--- begin ---

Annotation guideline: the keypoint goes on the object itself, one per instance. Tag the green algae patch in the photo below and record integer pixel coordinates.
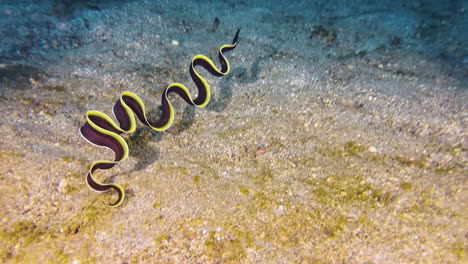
(244, 190)
(406, 186)
(352, 148)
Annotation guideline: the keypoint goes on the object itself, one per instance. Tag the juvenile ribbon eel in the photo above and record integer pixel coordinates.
(100, 130)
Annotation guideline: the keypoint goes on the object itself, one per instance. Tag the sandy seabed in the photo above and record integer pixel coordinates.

--- end ---

> _Written instruction_
Please repeat the entries exactly. Do not include the pictures.

> _Result_
Annotation guideline: the keypoint goes on the object itself, one per instance. Tag the green algae patch in the photo below and record integer pixel coordinates.
(244, 190)
(406, 186)
(352, 148)
Annotation guideline: the keypoint goes on the object itself, one per instance. Tag the juvenile ribbon eel in the photo above and record integer pixel coordinates.
(100, 130)
Annotation guideline: the keypoint goes on the object itself, one per instance. Tag the sandy seabed in the photo above and record integer pixel coordinates.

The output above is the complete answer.